#### [PROBLEM REQUIREMENTS]
Every line of the records below that has the word "exact" should be copied.
----- GIVEN DATA
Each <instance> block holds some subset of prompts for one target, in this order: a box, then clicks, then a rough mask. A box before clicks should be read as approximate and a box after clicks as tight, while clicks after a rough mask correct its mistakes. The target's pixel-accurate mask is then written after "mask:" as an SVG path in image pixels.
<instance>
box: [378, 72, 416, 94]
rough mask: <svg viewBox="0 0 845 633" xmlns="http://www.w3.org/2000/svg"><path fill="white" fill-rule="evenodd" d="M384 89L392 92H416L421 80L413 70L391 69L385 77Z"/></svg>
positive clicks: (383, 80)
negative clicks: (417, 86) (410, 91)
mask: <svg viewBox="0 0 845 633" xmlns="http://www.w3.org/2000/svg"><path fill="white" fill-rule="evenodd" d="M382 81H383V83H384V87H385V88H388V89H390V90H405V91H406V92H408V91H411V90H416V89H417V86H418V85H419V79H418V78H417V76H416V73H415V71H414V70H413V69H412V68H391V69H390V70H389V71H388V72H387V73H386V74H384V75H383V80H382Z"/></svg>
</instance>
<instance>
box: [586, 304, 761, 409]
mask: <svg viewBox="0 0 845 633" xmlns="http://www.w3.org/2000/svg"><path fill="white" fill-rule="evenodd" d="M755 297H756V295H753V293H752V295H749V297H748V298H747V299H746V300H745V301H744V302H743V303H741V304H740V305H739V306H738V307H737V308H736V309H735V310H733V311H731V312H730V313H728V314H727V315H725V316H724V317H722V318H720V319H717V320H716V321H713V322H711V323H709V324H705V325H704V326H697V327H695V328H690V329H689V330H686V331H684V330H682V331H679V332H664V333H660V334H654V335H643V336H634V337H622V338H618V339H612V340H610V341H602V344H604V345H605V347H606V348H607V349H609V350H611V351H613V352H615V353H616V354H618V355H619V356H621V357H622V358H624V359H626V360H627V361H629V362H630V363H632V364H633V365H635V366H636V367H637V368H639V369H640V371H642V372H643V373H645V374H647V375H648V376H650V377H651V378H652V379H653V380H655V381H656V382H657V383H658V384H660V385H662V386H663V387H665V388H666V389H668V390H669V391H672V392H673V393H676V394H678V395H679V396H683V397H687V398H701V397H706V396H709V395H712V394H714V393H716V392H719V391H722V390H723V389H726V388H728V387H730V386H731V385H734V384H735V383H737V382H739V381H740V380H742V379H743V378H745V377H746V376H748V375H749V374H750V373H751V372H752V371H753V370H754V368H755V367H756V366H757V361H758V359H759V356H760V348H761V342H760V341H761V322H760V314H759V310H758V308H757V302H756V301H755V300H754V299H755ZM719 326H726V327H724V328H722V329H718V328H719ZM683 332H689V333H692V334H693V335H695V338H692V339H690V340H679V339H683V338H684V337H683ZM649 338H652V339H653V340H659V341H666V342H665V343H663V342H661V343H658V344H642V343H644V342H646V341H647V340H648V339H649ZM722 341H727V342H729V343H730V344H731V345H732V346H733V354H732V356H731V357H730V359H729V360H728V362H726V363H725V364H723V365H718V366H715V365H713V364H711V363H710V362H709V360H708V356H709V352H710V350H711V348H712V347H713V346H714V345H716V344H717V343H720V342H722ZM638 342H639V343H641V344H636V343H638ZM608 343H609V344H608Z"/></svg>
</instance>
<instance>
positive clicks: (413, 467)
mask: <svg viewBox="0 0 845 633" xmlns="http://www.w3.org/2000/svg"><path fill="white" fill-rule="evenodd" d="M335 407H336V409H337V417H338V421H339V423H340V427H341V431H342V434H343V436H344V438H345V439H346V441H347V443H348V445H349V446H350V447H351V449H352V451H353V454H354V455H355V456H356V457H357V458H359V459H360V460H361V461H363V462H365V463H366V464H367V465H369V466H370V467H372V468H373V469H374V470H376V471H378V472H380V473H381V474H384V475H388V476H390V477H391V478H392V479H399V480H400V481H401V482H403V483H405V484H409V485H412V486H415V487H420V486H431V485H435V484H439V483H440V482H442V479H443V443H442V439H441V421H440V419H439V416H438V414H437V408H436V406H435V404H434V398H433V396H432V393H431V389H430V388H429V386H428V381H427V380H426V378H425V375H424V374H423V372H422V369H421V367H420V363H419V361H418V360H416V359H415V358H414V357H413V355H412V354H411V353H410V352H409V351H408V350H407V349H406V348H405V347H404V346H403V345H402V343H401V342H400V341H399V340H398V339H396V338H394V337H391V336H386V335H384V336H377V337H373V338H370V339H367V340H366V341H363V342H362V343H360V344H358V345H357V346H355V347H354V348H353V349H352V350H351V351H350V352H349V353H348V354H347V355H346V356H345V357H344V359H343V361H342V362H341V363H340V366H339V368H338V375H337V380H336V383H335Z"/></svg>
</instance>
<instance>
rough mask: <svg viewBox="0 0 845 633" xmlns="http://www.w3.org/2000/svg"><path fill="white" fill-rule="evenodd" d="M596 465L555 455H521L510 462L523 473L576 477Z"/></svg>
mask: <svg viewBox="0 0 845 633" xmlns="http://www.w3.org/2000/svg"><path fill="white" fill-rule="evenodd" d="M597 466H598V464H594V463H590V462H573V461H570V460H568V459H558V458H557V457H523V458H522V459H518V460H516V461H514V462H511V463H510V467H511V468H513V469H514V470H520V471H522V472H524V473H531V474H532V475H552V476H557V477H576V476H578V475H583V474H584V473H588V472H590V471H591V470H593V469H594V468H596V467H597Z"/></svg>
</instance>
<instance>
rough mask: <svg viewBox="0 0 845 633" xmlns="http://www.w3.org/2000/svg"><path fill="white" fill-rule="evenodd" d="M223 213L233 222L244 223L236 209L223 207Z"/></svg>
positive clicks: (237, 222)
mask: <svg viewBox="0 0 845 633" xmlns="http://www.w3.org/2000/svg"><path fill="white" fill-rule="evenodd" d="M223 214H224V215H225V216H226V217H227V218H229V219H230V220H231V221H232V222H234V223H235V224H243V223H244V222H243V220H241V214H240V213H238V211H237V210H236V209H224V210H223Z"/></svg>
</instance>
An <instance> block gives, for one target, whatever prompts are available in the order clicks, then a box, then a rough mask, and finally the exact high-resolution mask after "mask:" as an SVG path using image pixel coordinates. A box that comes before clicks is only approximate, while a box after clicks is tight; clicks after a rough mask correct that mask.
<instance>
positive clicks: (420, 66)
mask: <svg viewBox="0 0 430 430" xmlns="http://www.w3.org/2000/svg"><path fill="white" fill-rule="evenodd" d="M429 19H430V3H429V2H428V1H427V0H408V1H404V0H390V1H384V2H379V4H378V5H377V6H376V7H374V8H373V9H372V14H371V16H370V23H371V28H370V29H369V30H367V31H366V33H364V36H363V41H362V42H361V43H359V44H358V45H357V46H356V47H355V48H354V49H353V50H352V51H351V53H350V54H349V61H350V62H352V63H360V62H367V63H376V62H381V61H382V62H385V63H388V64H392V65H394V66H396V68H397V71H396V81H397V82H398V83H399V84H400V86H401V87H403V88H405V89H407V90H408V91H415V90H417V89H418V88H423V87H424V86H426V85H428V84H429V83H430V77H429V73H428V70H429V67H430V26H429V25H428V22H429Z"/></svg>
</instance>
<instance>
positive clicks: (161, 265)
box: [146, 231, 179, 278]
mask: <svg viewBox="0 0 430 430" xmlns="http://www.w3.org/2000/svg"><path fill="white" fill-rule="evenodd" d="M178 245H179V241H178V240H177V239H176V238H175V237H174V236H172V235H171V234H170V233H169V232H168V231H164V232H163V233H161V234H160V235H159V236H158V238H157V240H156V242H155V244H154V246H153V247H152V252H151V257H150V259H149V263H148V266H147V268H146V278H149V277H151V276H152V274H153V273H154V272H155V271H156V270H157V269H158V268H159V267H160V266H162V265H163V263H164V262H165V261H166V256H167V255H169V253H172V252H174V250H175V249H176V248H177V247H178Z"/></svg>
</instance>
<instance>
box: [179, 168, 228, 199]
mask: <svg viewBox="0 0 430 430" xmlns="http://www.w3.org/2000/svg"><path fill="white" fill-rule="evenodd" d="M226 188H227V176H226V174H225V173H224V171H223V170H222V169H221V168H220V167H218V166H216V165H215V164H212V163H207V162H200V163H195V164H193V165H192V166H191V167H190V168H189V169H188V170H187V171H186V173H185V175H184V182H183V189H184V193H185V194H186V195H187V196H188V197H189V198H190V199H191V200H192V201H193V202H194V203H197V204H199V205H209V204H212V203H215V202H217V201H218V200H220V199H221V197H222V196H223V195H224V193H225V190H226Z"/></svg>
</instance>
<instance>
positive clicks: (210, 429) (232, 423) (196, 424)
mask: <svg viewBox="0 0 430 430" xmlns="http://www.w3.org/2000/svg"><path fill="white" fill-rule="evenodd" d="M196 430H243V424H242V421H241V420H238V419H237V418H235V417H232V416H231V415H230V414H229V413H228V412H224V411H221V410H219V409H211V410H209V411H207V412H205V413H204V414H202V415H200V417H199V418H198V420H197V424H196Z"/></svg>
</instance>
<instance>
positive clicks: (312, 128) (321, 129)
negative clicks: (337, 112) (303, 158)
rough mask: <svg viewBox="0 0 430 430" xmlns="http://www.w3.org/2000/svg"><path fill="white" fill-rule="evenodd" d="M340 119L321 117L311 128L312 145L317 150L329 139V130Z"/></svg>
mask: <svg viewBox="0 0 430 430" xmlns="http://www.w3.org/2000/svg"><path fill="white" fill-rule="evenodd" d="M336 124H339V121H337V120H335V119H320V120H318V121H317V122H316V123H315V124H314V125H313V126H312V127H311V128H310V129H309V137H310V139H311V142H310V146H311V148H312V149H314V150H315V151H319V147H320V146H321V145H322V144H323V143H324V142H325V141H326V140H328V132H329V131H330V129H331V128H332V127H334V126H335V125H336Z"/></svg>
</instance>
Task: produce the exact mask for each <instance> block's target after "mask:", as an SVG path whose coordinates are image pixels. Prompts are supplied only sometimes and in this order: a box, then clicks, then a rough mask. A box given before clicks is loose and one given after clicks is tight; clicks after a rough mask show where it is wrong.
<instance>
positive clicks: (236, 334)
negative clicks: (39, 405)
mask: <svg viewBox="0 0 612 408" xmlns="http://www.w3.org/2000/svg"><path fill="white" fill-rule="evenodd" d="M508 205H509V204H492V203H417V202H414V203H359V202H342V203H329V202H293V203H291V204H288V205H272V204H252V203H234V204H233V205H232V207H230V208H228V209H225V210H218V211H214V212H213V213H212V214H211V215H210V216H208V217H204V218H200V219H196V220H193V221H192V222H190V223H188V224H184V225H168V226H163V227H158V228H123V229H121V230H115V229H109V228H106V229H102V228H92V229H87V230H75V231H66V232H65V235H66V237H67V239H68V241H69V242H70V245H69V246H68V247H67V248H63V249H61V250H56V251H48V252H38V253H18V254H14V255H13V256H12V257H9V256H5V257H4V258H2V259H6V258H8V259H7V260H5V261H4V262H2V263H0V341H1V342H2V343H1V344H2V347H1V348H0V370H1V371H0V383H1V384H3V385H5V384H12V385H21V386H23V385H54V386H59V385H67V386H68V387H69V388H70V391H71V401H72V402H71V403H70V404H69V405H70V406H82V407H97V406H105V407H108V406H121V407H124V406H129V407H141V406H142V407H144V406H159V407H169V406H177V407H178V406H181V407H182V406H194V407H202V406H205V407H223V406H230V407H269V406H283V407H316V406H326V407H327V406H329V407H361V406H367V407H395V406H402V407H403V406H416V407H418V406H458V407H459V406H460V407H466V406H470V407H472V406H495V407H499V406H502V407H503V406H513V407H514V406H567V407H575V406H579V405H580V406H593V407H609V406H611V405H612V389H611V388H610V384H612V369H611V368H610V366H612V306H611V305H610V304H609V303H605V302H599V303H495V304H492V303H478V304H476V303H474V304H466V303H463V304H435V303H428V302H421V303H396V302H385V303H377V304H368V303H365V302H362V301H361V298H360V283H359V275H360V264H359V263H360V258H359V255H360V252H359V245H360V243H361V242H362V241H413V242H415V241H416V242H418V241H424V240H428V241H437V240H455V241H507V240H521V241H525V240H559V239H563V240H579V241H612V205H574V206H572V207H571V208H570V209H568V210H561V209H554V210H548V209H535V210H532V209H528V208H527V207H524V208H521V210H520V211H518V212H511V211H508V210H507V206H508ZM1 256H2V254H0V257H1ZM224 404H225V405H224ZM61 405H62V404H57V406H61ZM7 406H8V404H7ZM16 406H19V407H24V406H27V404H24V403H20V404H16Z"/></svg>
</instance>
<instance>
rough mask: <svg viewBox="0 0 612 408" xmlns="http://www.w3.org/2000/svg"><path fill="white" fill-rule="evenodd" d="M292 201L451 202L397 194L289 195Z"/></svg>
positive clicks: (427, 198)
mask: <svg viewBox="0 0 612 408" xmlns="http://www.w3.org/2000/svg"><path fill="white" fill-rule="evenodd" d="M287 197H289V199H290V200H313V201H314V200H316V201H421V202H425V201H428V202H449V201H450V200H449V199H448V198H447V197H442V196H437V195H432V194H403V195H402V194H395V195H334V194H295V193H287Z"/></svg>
----------
#### [EXERCISE ANSWER]
An <instance> block gives, for one target, whatever prompts are available in the order clicks, then a box, then a rough mask, and finally the exact high-resolution mask after "mask:" as an SVG path using image pixel coordinates. A box that comes before clicks is only approximate, while a box after clicks is tight; clicks after a rough mask correct that mask.
Task: produce the exact mask for each <instance> block's target after "mask:", as an SVG path whose coordinates are image pixels. Prompts are supplied only sometimes and in this order: a box, then clicks, then a rough mask. A box given before clicks is loose and one given after clicks is tight; clicks after a rough mask show where it is wrong.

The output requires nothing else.